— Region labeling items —
'''

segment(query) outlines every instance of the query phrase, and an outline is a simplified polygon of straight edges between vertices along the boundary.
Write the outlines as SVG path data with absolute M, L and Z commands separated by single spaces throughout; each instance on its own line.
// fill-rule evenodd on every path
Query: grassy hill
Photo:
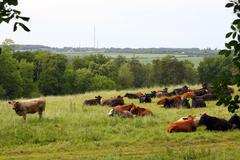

'''

— Set problem —
Copy the data above line for line, without changing any wording. Omit the picture.

— Worked solution —
segment(query) outlines every instance of the query phrase, and an outline is a simplified polygon of straight edges between vertices along the boundary.
Write the outlines as SVG path data with absolute M, L and Z commands separated by single spaces throughout; each instance on its own line.
// fill-rule evenodd on every path
Query: grassy hill
Photo:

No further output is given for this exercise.